ASSIGNED TASK: Pull out every line of the items below that contains the string "negative". Case matters.

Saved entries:
* * *

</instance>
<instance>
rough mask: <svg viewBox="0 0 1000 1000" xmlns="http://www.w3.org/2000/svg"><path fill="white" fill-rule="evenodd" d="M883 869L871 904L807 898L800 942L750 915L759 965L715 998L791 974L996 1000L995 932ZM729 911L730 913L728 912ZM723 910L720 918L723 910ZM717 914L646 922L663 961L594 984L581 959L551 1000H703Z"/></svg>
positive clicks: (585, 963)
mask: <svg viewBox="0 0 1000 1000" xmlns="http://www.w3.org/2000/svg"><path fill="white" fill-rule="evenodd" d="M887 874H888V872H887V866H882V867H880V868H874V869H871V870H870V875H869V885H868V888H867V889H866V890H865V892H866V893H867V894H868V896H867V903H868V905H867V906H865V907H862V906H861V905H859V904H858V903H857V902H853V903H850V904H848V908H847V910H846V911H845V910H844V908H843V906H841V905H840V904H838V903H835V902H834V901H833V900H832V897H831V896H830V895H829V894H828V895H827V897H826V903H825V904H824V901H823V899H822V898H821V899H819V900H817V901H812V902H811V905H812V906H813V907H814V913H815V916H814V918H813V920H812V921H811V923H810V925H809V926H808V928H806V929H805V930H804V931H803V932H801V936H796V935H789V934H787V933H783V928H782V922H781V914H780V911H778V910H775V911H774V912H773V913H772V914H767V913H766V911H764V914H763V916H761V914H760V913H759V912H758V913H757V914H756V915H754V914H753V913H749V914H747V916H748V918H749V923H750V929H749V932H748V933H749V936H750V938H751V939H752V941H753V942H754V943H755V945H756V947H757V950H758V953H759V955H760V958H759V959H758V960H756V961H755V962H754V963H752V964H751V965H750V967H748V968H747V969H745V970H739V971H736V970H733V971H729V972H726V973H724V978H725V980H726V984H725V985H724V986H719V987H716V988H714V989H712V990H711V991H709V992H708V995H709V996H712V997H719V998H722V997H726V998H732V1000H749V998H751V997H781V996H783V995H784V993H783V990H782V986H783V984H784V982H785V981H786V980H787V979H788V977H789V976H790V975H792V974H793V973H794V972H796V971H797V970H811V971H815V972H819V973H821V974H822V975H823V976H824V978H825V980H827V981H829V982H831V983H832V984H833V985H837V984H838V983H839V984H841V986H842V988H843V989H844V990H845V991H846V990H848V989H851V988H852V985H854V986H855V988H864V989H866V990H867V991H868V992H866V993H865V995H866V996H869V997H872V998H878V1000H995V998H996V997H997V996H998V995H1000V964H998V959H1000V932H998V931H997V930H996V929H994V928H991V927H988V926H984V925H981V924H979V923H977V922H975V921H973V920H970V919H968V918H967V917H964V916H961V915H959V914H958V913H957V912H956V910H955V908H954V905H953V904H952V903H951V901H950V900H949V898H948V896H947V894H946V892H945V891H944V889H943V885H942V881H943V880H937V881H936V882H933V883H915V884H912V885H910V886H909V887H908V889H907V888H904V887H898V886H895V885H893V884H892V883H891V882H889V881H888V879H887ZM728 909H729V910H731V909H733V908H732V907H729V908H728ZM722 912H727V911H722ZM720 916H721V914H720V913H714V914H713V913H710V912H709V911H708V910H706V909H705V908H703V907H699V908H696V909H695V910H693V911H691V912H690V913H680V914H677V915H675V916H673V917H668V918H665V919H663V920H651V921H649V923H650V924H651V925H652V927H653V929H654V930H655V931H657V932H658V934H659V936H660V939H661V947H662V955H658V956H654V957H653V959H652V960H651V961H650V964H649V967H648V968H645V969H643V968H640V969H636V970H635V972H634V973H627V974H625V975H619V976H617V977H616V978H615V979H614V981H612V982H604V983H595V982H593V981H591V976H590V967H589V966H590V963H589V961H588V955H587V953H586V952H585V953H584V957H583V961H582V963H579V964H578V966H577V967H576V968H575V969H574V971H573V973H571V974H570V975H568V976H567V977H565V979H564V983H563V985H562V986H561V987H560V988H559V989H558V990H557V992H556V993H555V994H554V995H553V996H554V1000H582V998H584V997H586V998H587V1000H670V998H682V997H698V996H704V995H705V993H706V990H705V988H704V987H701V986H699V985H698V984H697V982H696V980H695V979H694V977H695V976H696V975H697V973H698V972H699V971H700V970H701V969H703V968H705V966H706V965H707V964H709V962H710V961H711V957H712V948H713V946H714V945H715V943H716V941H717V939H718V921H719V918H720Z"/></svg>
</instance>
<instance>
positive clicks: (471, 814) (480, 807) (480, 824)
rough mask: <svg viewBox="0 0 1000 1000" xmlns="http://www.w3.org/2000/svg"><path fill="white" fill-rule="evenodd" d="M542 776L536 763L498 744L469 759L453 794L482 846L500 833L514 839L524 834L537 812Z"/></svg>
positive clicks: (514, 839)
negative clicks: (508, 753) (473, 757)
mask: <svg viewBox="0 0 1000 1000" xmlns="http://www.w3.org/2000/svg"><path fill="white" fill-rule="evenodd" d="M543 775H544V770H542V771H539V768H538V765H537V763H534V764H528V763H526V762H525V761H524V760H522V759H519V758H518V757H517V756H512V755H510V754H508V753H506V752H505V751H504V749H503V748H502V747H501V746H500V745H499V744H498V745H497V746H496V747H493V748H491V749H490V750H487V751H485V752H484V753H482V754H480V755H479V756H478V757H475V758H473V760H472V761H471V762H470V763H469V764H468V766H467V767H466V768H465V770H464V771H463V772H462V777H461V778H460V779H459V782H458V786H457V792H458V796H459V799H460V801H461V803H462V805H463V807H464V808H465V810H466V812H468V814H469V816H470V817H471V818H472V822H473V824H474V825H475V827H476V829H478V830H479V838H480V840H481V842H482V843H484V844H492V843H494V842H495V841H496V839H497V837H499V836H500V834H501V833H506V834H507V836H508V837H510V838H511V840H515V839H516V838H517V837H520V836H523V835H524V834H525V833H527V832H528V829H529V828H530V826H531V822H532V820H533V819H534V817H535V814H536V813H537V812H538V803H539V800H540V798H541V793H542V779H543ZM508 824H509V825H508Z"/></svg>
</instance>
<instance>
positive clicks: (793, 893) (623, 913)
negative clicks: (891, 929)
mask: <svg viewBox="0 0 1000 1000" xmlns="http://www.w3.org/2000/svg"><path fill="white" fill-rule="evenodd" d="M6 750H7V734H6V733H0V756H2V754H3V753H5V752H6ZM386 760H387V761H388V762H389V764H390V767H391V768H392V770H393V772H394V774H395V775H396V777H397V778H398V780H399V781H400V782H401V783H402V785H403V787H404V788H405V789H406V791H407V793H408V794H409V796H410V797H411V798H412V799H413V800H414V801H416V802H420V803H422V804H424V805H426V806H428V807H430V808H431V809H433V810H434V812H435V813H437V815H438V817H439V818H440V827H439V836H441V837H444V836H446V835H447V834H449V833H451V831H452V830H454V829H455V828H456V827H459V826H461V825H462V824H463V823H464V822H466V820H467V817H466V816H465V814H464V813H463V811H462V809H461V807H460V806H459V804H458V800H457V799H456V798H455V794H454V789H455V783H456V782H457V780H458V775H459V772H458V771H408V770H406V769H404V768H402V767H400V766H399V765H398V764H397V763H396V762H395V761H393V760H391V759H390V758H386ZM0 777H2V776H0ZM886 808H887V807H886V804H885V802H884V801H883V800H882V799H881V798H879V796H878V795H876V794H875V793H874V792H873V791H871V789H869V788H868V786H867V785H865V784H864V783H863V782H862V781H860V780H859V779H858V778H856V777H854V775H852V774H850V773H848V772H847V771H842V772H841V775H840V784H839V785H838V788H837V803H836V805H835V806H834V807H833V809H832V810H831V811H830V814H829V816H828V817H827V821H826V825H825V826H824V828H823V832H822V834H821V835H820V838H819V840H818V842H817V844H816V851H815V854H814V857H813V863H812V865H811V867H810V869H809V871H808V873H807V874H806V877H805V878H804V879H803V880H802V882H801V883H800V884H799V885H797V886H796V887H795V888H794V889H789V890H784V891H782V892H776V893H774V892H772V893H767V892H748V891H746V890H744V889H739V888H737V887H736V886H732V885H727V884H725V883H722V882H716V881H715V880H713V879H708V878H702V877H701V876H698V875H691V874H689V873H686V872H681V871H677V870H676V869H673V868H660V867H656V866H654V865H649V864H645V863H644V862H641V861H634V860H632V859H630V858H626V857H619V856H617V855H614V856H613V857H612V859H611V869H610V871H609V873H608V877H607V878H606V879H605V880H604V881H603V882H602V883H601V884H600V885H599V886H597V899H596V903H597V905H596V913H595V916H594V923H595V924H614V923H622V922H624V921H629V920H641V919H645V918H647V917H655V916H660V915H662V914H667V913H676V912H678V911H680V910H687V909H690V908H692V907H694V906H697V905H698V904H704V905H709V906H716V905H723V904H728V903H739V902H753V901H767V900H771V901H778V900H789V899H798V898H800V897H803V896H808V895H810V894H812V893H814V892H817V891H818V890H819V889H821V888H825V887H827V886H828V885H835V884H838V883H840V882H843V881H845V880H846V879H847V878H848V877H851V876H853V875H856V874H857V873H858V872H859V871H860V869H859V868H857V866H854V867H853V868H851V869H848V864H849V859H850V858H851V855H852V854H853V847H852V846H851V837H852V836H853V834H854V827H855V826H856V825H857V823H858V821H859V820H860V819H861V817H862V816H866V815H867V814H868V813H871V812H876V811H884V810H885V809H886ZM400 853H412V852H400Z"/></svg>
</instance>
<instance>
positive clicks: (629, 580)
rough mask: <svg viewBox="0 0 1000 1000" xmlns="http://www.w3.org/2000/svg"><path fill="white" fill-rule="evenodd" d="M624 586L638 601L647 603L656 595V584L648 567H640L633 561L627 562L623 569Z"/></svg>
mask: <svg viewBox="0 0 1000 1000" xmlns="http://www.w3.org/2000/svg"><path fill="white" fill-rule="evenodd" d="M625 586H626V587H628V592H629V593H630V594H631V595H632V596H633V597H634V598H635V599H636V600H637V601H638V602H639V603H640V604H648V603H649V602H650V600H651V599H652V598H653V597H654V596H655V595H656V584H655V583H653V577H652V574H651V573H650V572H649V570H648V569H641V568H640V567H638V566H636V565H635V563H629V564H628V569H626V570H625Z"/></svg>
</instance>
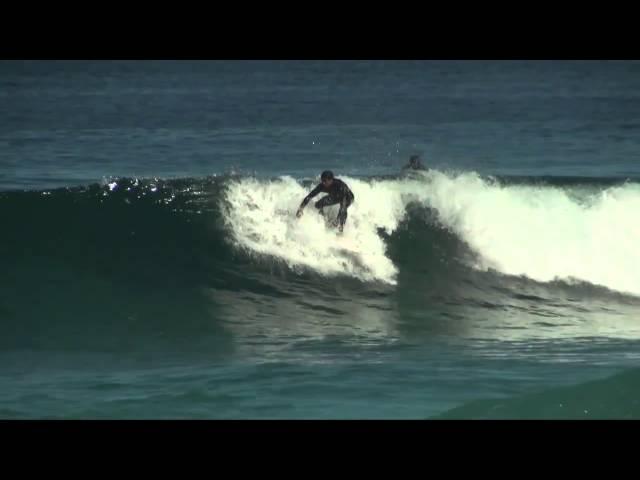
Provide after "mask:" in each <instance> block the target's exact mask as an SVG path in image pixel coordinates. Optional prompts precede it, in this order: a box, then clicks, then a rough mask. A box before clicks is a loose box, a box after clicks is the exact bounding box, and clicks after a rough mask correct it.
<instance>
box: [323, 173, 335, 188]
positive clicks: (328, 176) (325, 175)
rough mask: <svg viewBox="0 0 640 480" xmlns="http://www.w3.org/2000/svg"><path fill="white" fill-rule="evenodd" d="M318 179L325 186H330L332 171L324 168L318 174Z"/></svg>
mask: <svg viewBox="0 0 640 480" xmlns="http://www.w3.org/2000/svg"><path fill="white" fill-rule="evenodd" d="M320 181H321V182H322V184H323V185H324V186H325V187H329V186H331V184H332V183H333V172H332V171H331V170H325V171H324V172H322V175H320Z"/></svg>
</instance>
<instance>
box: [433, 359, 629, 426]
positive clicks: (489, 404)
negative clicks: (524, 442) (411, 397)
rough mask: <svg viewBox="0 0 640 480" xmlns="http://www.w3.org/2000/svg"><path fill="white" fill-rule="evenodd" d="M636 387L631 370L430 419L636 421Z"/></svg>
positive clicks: (532, 393) (461, 407)
mask: <svg viewBox="0 0 640 480" xmlns="http://www.w3.org/2000/svg"><path fill="white" fill-rule="evenodd" d="M638 388H640V369H637V368H635V369H629V370H626V371H624V372H623V373H619V374H616V375H613V376H610V377H607V378H605V379H602V380H594V381H590V382H584V383H580V384H578V385H571V386H565V387H556V388H550V389H544V390H542V391H536V392H534V393H530V394H527V395H520V396H516V397H509V398H504V399H494V400H480V401H475V402H469V403H467V404H465V405H462V406H460V407H457V408H454V409H451V410H449V411H447V412H445V413H443V414H442V415H439V416H437V417H434V418H438V419H485V420H487V419H521V420H522V419H528V420H543V419H546V420H550V419H575V420H580V419H584V420H587V419H591V420H596V419H597V420H604V419H609V420H637V419H639V418H640V402H638V396H637V392H638Z"/></svg>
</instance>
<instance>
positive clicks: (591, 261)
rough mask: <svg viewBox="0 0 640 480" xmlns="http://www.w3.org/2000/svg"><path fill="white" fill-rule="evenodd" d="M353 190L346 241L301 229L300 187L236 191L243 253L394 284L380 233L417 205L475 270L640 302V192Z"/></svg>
mask: <svg viewBox="0 0 640 480" xmlns="http://www.w3.org/2000/svg"><path fill="white" fill-rule="evenodd" d="M346 181H347V182H348V183H349V185H351V187H352V190H353V191H354V193H355V196H356V203H355V204H354V205H353V206H352V208H350V212H349V213H350V215H349V221H348V224H347V227H346V229H345V232H344V238H343V239H340V240H339V239H337V238H336V235H335V234H334V232H333V231H332V230H331V229H327V228H325V225H324V222H323V220H322V218H321V217H320V216H319V215H316V214H314V212H311V211H312V210H313V208H309V209H308V213H307V214H306V215H305V216H304V217H303V218H302V219H301V220H296V219H295V217H294V215H293V214H294V212H295V210H296V207H297V205H298V203H299V202H300V199H301V198H302V197H303V196H304V195H305V193H306V192H307V191H308V190H307V189H305V188H302V186H301V185H300V184H299V183H298V182H296V181H295V180H294V179H292V178H283V179H280V180H275V181H271V182H260V181H257V180H253V179H245V180H240V181H237V182H233V183H232V184H231V185H230V186H229V188H228V190H227V191H226V200H227V202H228V207H227V209H226V213H225V219H226V220H227V224H228V225H229V228H230V230H231V234H232V236H233V238H234V242H235V244H236V245H238V246H240V247H242V248H243V249H245V250H246V251H249V252H255V253H259V254H264V255H268V256H271V257H274V258H279V259H281V260H283V261H284V262H286V263H287V264H288V265H289V266H291V267H292V268H295V267H307V268H310V269H312V270H314V271H316V272H319V273H322V274H324V275H337V274H346V275H351V276H354V277H356V278H358V279H360V280H362V281H373V280H378V281H382V282H387V283H391V284H394V283H395V282H396V277H397V274H398V268H400V266H399V265H397V264H394V262H393V261H391V259H390V258H389V257H388V255H387V247H388V244H387V243H385V241H384V240H383V236H381V235H380V232H381V231H382V232H384V233H386V234H387V235H393V234H394V233H395V232H396V231H397V230H398V228H399V226H400V225H401V224H402V222H403V221H404V220H405V219H406V218H407V212H408V207H410V206H412V205H413V206H415V205H418V206H420V207H423V208H426V209H429V210H431V211H432V213H433V215H432V216H431V217H430V218H431V220H430V221H427V222H426V224H425V225H421V226H420V227H419V228H425V227H426V228H432V229H438V228H444V229H446V230H447V231H449V232H451V233H452V234H454V235H455V239H452V240H450V241H457V242H462V243H464V244H465V245H467V246H468V247H469V249H470V251H471V252H473V254H474V261H473V262H471V263H469V265H470V266H472V267H473V268H476V269H483V270H488V269H493V270H495V271H497V272H500V273H503V274H506V275H517V276H526V277H528V278H531V279H533V280H536V281H540V282H550V281H554V280H558V279H559V280H566V281H581V282H588V283H592V284H594V285H600V286H604V287H607V288H609V289H612V290H618V291H621V292H626V293H631V294H640V253H639V252H638V250H637V248H636V245H638V244H639V243H638V242H640V226H639V225H638V223H637V222H634V218H633V217H634V215H635V214H634V212H636V211H638V209H639V208H640V185H638V184H635V183H625V184H617V185H609V186H597V185H592V184H575V183H574V184H570V185H549V184H537V185H536V184H503V183H501V182H499V181H497V180H492V179H488V180H487V179H482V178H480V177H479V176H478V175H475V174H471V173H465V174H461V175H455V176H453V175H446V174H444V173H440V172H431V173H429V174H426V175H424V176H421V177H418V178H414V179H393V180H391V179H384V180H373V179H369V180H361V179H353V178H346ZM333 213H334V214H335V211H334V212H333ZM410 233H415V232H410ZM342 245H345V246H346V247H345V248H341V246H342ZM411 248H412V249H420V248H429V246H428V245H421V244H415V245H412V247H411ZM354 251H355V252H357V255H353V254H352V252H354Z"/></svg>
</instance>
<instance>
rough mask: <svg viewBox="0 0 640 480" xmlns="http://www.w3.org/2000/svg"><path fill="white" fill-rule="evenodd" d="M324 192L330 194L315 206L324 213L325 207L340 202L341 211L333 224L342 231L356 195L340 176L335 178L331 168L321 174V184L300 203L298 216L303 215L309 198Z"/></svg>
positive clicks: (321, 211)
mask: <svg viewBox="0 0 640 480" xmlns="http://www.w3.org/2000/svg"><path fill="white" fill-rule="evenodd" d="M322 192H324V193H328V195H327V196H326V197H323V198H321V199H320V200H318V201H317V202H316V204H315V206H316V208H317V209H318V210H319V211H320V213H321V214H322V215H324V210H323V208H324V207H328V206H330V205H336V204H337V203H339V204H340V211H339V212H338V218H336V220H335V221H334V222H333V225H334V226H337V227H338V230H339V231H340V232H342V229H343V228H344V223H345V222H346V221H347V208H349V205H351V204H352V203H353V200H354V196H353V192H352V191H351V190H350V189H349V187H348V186H347V184H346V183H344V182H343V181H342V180H340V179H338V178H334V177H333V172H331V171H329V170H326V171H324V172H322V175H321V176H320V184H319V185H318V186H317V187H316V188H314V189H313V190H311V193H309V195H307V196H306V197H305V198H304V200H303V201H302V203H301V204H300V208H298V212H297V213H296V216H297V217H298V218H300V217H301V216H302V211H303V210H304V207H306V206H307V203H309V200H311V199H312V198H313V197H315V196H316V195H318V194H319V193H322Z"/></svg>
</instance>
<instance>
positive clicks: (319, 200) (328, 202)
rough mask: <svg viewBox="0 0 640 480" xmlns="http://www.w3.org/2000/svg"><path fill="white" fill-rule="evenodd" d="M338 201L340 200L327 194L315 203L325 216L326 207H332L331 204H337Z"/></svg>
mask: <svg viewBox="0 0 640 480" xmlns="http://www.w3.org/2000/svg"><path fill="white" fill-rule="evenodd" d="M336 203H338V200H335V199H333V198H331V197H330V196H329V195H327V196H326V197H324V198H321V199H320V200H318V201H317V202H316V203H315V207H316V208H317V209H318V211H319V212H320V215H322V216H323V217H324V210H323V208H324V207H330V206H331V205H335V204H336Z"/></svg>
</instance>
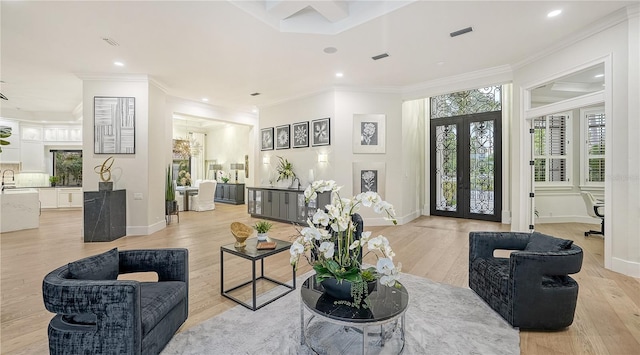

* * *

FINISHED TASK:
negative clicks: (508, 753) (473, 757)
negative clicks: (891, 929)
negative clicks: (524, 442) (411, 397)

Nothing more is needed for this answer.